Can you turn the records, from the start through the line containing "[545,184,640,217]", into a Markdown table with the columns Row and Line, skipping any blank lines and leaving the pictures out of the answer?

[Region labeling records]
━━━━━━━━━━━━━━━━━━━━━━━━━━━━━━

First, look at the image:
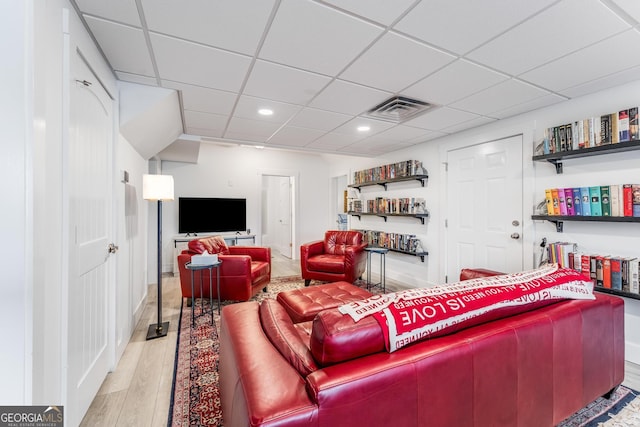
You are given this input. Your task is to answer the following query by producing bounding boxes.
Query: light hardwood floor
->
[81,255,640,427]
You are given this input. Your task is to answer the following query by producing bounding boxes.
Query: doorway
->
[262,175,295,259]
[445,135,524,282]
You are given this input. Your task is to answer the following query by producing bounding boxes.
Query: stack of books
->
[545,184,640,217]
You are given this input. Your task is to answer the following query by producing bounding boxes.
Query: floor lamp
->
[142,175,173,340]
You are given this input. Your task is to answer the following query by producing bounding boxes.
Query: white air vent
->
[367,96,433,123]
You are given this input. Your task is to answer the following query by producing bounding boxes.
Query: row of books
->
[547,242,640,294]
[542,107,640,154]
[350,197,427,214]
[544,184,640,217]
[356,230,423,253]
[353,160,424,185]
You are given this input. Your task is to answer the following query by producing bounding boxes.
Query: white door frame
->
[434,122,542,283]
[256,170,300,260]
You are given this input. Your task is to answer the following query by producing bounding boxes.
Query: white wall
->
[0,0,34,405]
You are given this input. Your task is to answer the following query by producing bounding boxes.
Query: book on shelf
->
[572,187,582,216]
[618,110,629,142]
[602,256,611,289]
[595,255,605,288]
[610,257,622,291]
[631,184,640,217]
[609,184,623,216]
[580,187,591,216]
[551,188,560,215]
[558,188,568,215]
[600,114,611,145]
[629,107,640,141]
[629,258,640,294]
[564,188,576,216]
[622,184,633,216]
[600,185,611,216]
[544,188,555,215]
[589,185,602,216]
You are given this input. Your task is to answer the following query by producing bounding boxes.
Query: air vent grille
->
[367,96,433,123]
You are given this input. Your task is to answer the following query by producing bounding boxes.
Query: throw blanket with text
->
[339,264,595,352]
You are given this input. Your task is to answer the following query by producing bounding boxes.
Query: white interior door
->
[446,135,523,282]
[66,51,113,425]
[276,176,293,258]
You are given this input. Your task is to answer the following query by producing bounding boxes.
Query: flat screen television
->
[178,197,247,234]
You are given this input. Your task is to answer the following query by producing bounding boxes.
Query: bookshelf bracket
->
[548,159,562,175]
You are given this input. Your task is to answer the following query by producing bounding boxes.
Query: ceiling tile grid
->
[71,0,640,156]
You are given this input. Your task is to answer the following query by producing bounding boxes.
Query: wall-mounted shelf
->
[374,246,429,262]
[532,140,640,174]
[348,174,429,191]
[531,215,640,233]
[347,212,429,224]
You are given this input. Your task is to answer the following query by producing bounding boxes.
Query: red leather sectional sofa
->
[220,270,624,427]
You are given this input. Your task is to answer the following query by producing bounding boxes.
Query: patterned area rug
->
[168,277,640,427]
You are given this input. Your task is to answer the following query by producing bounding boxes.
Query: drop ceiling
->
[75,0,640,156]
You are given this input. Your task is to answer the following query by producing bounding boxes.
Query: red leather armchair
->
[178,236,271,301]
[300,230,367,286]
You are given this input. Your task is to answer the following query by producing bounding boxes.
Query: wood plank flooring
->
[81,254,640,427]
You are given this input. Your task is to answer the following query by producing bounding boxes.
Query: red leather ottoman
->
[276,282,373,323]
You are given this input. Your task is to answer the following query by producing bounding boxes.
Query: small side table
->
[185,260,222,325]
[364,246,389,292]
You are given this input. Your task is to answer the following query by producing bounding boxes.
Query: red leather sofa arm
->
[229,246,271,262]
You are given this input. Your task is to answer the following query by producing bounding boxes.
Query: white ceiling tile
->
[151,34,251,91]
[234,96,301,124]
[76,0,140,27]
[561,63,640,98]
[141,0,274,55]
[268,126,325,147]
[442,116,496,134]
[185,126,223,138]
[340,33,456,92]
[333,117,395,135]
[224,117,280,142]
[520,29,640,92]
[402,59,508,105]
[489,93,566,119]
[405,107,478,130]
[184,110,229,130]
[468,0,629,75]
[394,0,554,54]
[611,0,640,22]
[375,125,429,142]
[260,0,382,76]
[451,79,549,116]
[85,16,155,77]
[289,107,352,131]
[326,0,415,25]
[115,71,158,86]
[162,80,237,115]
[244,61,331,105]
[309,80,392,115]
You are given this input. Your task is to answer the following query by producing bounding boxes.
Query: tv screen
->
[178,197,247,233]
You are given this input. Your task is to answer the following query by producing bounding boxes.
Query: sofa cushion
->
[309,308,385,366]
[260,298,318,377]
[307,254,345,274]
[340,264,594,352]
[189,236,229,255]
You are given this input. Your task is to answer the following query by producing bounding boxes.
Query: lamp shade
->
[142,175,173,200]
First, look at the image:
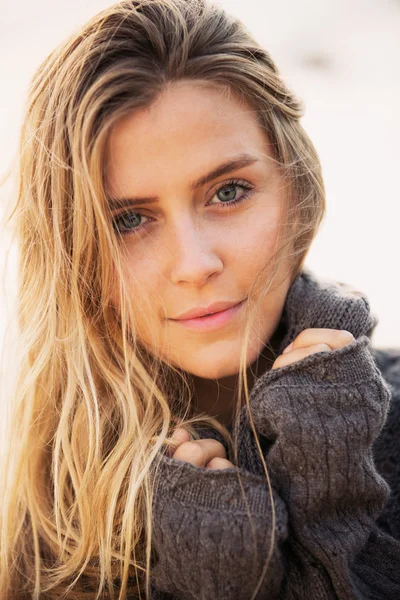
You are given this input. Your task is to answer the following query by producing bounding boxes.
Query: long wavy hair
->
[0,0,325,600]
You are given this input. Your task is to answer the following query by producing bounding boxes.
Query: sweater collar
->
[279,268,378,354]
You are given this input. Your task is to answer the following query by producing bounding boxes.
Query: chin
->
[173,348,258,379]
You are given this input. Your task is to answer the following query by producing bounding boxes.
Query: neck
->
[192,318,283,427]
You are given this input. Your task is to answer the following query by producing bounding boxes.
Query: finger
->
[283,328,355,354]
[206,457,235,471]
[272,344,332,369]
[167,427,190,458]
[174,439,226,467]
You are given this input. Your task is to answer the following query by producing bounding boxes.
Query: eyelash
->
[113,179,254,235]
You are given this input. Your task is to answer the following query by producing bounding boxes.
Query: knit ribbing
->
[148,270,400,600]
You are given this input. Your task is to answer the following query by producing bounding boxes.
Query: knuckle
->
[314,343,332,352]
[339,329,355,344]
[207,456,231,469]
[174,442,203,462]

━━━━━━━━━━━━━━━━━━━━━━━━━━━━━━

• **COMPLETE ANSWER**
| Row | Line |
|---|---|
| 1 | First, look at the image: |
| 2 | You are given this input. Your task is to answer the following query by producing bounding boxes. |
| 3 | Query: light hardwood floor |
| 4 | -> |
| 5 | [81,255,640,427] |
| 6 | You are given this input. Your task is to answer the following query by producing bounding boxes. |
| 7 | Query: doorway |
| 8 | -> |
| 9 | [262,175,295,259] |
| 10 | [445,135,524,282] |
| 11 | You are given this input. Your task is to answer the following query by producing bounding boxes. |
| 12 | Query: stack of books |
| 13 | -> |
| 14 | [545,184,640,217] |